• WHAT IS NEEDED:
Without changing a single word, restate the entries below.

[Saved entries]

——

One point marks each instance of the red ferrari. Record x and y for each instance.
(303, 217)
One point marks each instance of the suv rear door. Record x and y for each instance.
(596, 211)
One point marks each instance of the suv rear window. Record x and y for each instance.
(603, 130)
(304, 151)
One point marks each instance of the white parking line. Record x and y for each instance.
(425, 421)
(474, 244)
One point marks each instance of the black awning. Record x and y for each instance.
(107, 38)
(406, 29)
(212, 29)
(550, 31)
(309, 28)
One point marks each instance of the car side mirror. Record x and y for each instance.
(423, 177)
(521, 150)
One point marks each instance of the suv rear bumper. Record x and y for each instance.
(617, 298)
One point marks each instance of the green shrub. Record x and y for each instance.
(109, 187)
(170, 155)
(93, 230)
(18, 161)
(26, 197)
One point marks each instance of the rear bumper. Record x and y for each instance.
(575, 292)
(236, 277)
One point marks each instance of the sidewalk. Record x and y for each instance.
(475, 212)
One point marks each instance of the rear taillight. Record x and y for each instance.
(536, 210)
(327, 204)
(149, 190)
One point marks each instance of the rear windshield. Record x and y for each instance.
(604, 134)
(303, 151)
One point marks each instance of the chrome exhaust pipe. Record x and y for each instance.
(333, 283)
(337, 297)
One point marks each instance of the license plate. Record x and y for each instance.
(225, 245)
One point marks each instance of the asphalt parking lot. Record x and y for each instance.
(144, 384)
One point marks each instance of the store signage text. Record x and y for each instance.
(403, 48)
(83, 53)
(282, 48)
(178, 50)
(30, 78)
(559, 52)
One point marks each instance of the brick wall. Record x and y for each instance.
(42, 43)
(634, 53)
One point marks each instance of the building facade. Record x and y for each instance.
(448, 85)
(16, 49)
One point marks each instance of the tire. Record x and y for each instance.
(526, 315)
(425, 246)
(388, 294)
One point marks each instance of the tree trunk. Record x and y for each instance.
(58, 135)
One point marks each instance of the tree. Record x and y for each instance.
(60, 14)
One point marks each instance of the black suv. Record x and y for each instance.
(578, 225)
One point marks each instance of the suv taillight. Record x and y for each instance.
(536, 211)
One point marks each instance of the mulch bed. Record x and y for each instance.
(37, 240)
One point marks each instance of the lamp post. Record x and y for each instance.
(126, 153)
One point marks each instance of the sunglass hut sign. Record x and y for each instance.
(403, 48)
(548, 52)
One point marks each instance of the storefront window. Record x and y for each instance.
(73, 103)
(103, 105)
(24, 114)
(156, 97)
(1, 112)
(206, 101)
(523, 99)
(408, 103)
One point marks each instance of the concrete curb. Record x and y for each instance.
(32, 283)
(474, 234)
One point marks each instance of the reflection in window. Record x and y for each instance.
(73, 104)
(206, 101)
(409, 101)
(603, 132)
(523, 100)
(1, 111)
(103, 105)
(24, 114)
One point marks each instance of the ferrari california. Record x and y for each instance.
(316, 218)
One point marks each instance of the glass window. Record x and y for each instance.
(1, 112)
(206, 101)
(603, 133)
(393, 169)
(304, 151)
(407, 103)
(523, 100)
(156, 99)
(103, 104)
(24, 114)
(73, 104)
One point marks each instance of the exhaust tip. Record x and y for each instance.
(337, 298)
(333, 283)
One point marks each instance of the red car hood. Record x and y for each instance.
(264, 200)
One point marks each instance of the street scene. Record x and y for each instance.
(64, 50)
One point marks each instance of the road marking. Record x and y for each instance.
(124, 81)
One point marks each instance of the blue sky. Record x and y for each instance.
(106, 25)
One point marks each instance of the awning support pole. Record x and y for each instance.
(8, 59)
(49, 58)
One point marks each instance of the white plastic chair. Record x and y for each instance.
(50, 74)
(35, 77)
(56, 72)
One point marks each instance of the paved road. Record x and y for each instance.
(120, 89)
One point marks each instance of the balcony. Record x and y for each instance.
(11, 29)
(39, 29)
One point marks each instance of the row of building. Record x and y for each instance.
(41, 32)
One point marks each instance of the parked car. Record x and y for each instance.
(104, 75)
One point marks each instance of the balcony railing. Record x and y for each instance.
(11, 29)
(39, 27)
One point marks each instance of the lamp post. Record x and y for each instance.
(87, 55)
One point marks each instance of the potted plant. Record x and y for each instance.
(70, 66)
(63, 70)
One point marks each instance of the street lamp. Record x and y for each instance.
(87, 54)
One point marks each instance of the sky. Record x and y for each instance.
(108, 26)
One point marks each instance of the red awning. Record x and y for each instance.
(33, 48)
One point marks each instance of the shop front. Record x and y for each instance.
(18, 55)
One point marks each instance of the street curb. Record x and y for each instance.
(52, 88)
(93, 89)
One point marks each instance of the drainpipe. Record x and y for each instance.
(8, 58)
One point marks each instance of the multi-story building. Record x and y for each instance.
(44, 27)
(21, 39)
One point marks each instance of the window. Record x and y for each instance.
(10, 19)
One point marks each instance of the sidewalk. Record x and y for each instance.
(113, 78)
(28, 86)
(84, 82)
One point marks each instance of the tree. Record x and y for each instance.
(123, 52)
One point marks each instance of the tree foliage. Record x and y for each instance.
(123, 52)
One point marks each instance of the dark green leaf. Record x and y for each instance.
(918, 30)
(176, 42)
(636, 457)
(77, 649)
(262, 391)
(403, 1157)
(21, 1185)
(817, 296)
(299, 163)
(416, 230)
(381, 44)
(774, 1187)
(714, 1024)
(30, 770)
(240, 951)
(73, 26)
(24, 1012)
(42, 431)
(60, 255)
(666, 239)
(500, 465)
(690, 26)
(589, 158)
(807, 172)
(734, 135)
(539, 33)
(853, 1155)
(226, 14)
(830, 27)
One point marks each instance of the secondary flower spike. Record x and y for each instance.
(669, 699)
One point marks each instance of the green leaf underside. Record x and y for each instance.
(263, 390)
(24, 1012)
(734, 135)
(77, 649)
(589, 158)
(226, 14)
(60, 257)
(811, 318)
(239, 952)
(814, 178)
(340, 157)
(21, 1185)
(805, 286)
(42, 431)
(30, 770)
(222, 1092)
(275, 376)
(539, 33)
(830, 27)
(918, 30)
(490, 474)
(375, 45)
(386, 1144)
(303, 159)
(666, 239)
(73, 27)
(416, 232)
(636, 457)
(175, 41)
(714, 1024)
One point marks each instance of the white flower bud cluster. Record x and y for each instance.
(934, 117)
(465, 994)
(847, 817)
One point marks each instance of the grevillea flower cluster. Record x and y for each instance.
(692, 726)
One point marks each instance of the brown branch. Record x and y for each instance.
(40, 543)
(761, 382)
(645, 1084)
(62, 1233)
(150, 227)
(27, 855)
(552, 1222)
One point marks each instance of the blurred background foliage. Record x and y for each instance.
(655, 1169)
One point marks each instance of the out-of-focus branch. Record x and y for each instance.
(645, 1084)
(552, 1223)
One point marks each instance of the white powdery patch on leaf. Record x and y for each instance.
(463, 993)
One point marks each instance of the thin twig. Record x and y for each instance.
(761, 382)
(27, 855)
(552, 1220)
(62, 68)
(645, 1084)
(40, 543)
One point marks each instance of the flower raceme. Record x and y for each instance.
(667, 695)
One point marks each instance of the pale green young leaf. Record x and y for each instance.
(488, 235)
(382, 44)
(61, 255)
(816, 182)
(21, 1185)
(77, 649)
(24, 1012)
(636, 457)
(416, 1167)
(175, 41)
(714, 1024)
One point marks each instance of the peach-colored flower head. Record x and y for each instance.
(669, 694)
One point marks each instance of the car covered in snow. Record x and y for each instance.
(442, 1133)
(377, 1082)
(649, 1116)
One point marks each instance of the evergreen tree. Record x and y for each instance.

——

• YOUR SOLUTION:
One point marks each instance of the red ferrari. Record x and y for each instance.
(303, 217)
One point marks each instance of the suv rear door. Record x and y for each instance.
(596, 211)
One point marks each instance of the suv rear window. Record x and y for each instance.
(603, 130)
(304, 151)
One point marks each instance of the white parking line. Record x and y for each instance.
(425, 421)
(474, 244)
One point marks each instance of the black awning. Record x and y for each instance.
(107, 38)
(406, 29)
(212, 29)
(550, 31)
(309, 28)
One point marks each instance of the car side mirror. Record x and y for each instance.
(423, 177)
(521, 150)
One point marks each instance of the suv rear bumper. Record x and y for each instance.
(617, 298)
One point marks each instance of the green shrub. Record x and y for each instance.
(109, 187)
(170, 155)
(93, 230)
(18, 161)
(26, 197)
One point marks each instance of the rear bumper. Record x and y for each instance.
(575, 292)
(236, 277)
One point marks each instance of the sidewalk. Record x and y for each instance.
(475, 212)
One point marks each instance of the rear taillight. Record x and y for each instance.
(536, 210)
(327, 204)
(149, 190)
One point marks each instance of the rear windshield. Record x and y for each instance.
(604, 134)
(303, 151)
One point marks each instance of the chrome exhaust pipe. Record x and y for each instance.
(333, 283)
(337, 297)
One point marks each instance of the license plate. Record x and y for each instance.
(225, 245)
One point marks each instance of the asphalt parking lot. Record x and y for each instance.
(144, 384)
One point marks each instance of the store signage text. Record x and y for each instance.
(403, 48)
(83, 53)
(282, 48)
(178, 50)
(30, 78)
(559, 52)
One point marks each instance of the brick wall. Record x and y for each instance.
(42, 43)
(634, 53)
One point marks each instance of the building facade. Record x and y for each instance.
(448, 85)
(16, 49)
One point marks each instance of the tire. Record x and y for each instance.
(526, 315)
(425, 246)
(388, 294)
One point marks each instance of the tree trunk. Record x and y for each instance.
(58, 135)
One point marks each instance of the tree. Record x and y for each instance.
(60, 14)
One point marks each instance of the black suv. Record x and y for each instance.
(578, 225)
One point marks each instance of the suv taillight. Record x and y for each instance.
(536, 211)
One point marks each instance of the mulch bed. Record x and y for each instance.
(37, 240)
One point marks each instance of the lamp post. Record x and y for each instance.
(126, 153)
One point marks each instance of the sunglass hut sign. Record x and y for each instance.
(403, 48)
(548, 52)
One point marks each instance of the storefront window. Record x and y for each instance.
(73, 103)
(103, 105)
(24, 114)
(156, 97)
(1, 112)
(206, 101)
(523, 99)
(408, 103)
One point marks each instance of the concrete curb. Record x and y for each instance.
(32, 283)
(474, 234)
One point marks each instance of the reflection in window. Record x and y for each instance.
(73, 104)
(206, 101)
(409, 101)
(603, 132)
(523, 100)
(1, 111)
(103, 105)
(24, 114)
One point marks each instance of the ferrari california. Record x and y for each instance.
(316, 218)
One point marks each instance of the glass window. Record x and y for each instance.
(1, 112)
(206, 101)
(603, 133)
(393, 169)
(304, 151)
(407, 103)
(523, 100)
(156, 99)
(103, 104)
(24, 114)
(73, 104)
One point marks each instance of the exhaust tip. Record x and y for each instance.
(337, 298)
(333, 283)
One point marks each instance of the red car hood. Record x and y for each instance.
(264, 200)
One point marks each instance of the street scene. Record x and y for each instance.
(64, 50)
One point marks each instance of the road marking. Record x and y for each instance.
(124, 81)
One point marks each instance of the blue sky. Record x and y for each instance.
(106, 25)
One point marks each instance of the awning support pole. Record x and y for each instance.
(8, 59)
(49, 58)
One point marks each instance of the white plastic chair. Record x and y for each instance.
(50, 74)
(35, 77)
(56, 72)
One point marks each instance of the paved road. Record x and y for each instance.
(120, 89)
One point marks each instance of the balcony. Record x and y for each instance.
(11, 29)
(39, 29)
One point marks each instance of the row of building. Record x and y for each instance.
(41, 32)
One point marks each instance of the parked car. Record x and y for each instance.
(104, 75)
One point marks each instance of the balcony railing. Record x and y for each instance.
(11, 29)
(39, 27)
One point marks each instance of the lamp post. Record x and y for each instance.
(87, 55)
One point marks each instance of the potted plant. Record x and y for each instance.
(70, 66)
(63, 70)
One point marks each instance of the street lamp. Record x and y for each instance.
(87, 54)
One point marks each instance of the sky. Record x and y for each instance.
(108, 26)
One point marks each instance of the red awning. Record x and y for each instance.
(33, 48)
One point marks each instance of the shop front. Record x and y for each instance.
(18, 55)
One point marks each instance of the street curb. Record x and y for each instance.
(52, 88)
(93, 89)
One point marks each instance of the drainpipe. Record x and y for each instance.
(8, 58)
One point marks each instance of the multi-story building. Record x and y for each instance.
(44, 27)
(21, 39)
One point marks each instance of the window. Record x and y for each instance.
(10, 19)
One point marks each instance of the sidewalk. Record x and y for each instance.
(113, 78)
(28, 86)
(84, 82)
One point marks each instance of the tree. Record x and y for each instance.
(123, 52)
One point marks each instance of the tree foliage. Record x and y for each instance.
(123, 52)
One point marks each instance of the dark green leaf. Record x and y for each instance.
(918, 30)
(176, 42)
(636, 457)
(77, 649)
(262, 391)
(403, 1157)
(21, 1185)
(817, 296)
(299, 163)
(416, 230)
(381, 44)
(774, 1187)
(714, 1024)
(30, 770)
(240, 951)
(73, 26)
(24, 1012)
(42, 431)
(60, 255)
(666, 239)
(500, 465)
(690, 26)
(589, 158)
(807, 172)
(734, 135)
(539, 33)
(853, 1155)
(226, 14)
(830, 27)
One point marks each instance of the secondary flower spike. Record x and y for each instance.
(669, 699)
One point marks each instance of the green leaf underside. Record x and y for each instance.
(263, 390)
(24, 1012)
(734, 135)
(77, 649)
(589, 158)
(226, 14)
(60, 257)
(811, 318)
(239, 952)
(814, 178)
(340, 157)
(21, 1185)
(805, 286)
(42, 431)
(30, 770)
(222, 1092)
(275, 376)
(539, 33)
(830, 27)
(918, 30)
(490, 474)
(375, 45)
(386, 1144)
(303, 159)
(666, 239)
(73, 27)
(416, 232)
(636, 457)
(175, 41)
(714, 1024)
One point marks each instance of the white flower bud cluster. Record x and y for each instance.
(934, 117)
(465, 994)
(847, 817)
One point marks each instance of the grevillea flower cluster. Record x and y for each instance.
(692, 726)
One point marks each instance of the brown branch. Record x and y for each instance.
(40, 543)
(761, 382)
(645, 1084)
(62, 1233)
(150, 227)
(27, 855)
(552, 1222)
One point marks each instance of the blurred background foliage. Record x and y for each instance.
(655, 1169)
One point marks each instance of the out-of-focus branch. Record x and y for each instance.
(645, 1084)
(552, 1223)
One point marks each instance of the white powdery patch on leaf. Record x and y for each instance.
(463, 993)
One point marks each instance of the thin twig. Record x and y for each instance.
(761, 382)
(27, 855)
(552, 1220)
(62, 68)
(645, 1084)
(40, 543)
One point marks each instance of the flower raceme. Record x and y for each instance.
(667, 695)
One point marks each instance of the pale green young leaf. Record x and y for each instance.
(488, 235)
(382, 44)
(61, 255)
(816, 182)
(21, 1185)
(77, 649)
(24, 1012)
(636, 457)
(416, 1167)
(175, 41)
(714, 1024)
One point marks each instance of the peach-colored flower head. Record x and y for each instance.
(669, 694)
One point marks each instance of the car covered in snow. Record x and y for each instance.
(442, 1133)
(377, 1082)
(649, 1116)
One point marks each instance of the evergreen tree. Record x and y for each instance.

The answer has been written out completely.